══ Supplied material

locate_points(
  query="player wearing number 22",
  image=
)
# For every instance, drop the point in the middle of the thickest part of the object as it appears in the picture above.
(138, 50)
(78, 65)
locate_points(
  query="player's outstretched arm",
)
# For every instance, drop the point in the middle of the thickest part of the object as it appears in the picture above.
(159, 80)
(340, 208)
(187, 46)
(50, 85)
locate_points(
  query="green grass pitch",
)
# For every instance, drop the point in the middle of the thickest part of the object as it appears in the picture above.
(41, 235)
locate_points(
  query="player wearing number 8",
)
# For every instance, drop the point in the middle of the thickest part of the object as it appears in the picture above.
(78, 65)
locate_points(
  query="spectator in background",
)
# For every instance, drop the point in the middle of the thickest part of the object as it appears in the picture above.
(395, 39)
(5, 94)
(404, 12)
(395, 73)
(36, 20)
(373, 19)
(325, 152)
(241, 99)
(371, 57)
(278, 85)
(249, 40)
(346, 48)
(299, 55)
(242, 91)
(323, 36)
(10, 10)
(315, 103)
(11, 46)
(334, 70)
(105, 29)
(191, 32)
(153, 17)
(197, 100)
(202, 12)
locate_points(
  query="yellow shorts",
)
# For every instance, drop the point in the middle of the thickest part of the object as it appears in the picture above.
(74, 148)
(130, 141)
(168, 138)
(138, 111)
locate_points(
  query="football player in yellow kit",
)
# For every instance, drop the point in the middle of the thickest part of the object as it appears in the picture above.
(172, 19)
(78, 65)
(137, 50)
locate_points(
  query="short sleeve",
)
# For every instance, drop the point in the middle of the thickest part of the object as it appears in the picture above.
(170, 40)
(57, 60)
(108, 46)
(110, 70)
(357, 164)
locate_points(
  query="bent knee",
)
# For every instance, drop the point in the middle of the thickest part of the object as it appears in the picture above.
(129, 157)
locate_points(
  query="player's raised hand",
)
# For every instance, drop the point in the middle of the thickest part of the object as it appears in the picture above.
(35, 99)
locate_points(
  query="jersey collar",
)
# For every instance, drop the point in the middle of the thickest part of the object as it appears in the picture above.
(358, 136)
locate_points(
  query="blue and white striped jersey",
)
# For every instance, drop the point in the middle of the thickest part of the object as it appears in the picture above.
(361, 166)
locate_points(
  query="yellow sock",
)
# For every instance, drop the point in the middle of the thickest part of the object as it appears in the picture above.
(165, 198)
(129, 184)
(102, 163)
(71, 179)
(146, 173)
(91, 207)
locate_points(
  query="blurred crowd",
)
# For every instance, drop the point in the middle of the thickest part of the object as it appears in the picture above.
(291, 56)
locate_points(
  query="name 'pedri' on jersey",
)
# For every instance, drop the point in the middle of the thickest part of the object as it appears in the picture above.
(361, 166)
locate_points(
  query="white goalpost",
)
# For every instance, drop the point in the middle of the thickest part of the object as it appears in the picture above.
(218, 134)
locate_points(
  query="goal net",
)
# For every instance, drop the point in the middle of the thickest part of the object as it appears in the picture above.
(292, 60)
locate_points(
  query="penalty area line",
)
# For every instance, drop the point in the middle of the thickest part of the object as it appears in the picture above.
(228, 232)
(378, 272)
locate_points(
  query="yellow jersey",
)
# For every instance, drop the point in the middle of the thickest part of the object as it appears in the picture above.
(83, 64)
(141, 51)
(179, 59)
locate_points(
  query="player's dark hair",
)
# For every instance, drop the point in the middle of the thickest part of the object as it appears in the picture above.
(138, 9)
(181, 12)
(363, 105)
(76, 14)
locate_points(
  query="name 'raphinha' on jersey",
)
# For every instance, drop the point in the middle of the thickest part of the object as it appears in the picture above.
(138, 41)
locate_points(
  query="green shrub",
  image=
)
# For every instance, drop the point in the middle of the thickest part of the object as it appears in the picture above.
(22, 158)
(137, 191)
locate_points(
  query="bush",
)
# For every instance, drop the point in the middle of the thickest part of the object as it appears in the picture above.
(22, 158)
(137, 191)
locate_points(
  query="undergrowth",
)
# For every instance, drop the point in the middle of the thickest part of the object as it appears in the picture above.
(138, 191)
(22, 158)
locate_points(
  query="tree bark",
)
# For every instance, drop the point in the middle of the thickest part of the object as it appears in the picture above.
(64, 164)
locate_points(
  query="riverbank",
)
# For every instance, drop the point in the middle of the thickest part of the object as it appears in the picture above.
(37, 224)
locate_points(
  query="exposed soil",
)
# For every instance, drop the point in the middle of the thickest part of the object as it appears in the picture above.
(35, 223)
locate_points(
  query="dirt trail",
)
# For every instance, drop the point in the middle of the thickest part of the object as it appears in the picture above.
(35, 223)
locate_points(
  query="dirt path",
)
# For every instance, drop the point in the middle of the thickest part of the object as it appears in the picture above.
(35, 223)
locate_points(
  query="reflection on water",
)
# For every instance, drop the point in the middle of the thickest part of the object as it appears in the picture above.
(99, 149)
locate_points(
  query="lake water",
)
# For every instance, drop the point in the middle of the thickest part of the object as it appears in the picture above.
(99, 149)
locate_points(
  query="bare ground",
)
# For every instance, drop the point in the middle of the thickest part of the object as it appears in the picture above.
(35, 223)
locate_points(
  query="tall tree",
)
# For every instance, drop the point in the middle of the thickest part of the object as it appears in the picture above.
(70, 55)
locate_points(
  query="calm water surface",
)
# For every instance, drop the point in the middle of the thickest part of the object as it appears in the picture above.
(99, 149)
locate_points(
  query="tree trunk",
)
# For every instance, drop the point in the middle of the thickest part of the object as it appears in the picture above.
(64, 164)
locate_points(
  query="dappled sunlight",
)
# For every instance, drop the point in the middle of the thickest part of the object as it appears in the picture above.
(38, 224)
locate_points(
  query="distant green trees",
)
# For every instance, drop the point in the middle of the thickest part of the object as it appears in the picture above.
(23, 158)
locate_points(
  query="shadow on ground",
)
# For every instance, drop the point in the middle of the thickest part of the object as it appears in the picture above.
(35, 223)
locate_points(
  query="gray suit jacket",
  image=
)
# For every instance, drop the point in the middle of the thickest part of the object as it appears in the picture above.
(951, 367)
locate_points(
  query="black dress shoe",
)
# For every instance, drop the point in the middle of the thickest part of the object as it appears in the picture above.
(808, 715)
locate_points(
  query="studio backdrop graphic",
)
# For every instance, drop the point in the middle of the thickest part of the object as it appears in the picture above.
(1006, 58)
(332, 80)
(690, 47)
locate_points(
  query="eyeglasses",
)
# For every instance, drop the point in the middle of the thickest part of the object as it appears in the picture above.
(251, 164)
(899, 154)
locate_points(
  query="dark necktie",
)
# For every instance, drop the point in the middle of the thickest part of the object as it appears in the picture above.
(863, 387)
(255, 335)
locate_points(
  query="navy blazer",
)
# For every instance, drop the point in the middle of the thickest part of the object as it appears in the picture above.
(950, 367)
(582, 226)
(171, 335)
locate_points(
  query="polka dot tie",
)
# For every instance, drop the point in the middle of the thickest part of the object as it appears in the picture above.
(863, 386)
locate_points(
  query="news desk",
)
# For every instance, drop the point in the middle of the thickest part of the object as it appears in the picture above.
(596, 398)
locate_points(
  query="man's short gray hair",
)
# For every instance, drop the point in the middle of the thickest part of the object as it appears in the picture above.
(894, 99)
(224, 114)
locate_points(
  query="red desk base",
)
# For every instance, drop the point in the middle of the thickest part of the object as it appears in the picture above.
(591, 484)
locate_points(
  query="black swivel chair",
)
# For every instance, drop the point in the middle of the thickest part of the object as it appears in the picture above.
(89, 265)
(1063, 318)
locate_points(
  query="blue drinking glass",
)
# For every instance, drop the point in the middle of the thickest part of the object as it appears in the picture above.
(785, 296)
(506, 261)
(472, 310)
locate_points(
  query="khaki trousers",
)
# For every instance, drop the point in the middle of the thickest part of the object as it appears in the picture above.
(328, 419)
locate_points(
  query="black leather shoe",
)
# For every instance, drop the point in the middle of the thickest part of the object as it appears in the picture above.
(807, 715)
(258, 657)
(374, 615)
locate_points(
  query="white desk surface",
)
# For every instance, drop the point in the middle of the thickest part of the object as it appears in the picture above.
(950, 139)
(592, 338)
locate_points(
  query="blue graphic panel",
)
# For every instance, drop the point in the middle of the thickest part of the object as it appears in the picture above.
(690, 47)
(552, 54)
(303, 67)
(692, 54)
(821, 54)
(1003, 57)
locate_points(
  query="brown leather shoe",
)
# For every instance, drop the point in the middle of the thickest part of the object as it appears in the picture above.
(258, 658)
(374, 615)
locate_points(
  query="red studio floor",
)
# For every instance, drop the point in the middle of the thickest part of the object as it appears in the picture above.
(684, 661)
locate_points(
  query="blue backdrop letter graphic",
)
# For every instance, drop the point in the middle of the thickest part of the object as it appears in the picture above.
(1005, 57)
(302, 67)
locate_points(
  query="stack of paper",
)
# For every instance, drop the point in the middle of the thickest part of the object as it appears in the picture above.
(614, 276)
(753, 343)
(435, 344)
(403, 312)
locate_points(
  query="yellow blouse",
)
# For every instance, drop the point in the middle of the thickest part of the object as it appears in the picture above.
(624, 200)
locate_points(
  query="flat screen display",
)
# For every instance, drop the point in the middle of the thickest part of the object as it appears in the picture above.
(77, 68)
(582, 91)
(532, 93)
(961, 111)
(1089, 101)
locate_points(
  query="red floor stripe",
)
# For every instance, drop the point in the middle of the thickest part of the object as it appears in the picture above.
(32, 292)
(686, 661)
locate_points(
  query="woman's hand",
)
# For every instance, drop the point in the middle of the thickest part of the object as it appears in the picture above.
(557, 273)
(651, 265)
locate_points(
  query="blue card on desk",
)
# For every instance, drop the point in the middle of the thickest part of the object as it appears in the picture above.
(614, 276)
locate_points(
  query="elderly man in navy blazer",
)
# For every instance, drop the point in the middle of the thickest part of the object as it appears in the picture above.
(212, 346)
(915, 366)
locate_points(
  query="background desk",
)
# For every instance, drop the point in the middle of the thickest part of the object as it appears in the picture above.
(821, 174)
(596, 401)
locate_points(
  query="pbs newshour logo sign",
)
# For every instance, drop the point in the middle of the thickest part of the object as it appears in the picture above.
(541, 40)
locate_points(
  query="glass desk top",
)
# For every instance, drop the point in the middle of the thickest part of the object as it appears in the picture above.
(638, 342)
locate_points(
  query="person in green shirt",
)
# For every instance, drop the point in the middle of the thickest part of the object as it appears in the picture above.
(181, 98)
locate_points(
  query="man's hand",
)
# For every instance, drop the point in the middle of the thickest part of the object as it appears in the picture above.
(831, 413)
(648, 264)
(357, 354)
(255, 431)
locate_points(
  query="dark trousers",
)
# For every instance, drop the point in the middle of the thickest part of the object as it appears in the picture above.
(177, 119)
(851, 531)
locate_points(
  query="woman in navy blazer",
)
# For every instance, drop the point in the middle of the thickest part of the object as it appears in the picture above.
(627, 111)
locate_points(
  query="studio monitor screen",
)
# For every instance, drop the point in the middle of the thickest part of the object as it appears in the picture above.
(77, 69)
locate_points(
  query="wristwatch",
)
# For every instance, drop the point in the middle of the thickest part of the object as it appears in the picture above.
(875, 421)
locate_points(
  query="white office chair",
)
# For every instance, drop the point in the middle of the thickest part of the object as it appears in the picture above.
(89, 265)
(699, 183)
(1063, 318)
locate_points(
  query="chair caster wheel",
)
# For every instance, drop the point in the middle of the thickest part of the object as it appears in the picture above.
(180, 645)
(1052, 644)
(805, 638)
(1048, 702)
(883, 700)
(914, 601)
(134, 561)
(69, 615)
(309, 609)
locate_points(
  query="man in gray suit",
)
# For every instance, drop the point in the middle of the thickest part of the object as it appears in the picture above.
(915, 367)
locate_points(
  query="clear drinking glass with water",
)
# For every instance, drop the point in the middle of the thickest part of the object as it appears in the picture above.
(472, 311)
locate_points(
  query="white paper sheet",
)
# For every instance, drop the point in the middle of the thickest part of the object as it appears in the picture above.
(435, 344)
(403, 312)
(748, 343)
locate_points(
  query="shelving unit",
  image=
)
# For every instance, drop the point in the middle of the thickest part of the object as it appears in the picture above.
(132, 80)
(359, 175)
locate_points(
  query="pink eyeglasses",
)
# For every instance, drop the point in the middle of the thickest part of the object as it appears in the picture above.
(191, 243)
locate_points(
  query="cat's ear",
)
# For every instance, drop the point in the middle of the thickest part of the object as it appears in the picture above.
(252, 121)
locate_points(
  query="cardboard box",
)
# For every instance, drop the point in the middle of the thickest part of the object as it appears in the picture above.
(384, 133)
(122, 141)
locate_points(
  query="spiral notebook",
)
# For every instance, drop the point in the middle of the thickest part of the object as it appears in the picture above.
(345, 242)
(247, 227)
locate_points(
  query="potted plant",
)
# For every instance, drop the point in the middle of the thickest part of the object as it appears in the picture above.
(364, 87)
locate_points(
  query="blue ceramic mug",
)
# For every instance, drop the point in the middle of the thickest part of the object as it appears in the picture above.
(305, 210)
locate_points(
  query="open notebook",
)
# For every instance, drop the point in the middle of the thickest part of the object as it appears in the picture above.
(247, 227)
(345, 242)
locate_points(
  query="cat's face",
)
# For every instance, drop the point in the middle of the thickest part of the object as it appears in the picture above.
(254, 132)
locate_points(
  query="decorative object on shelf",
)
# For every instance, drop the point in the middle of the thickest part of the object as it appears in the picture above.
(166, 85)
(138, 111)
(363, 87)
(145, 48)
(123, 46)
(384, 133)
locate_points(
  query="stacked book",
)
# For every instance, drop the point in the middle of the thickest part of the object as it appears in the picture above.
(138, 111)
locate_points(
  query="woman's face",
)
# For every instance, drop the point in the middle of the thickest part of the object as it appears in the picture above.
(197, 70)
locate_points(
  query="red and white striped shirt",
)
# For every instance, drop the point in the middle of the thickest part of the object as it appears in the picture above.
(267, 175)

════

*Task directions*. Return every line of the records that contains the string "notebook". Case counts.

*Task result*.
  query="spiral notebook",
  query="open notebook",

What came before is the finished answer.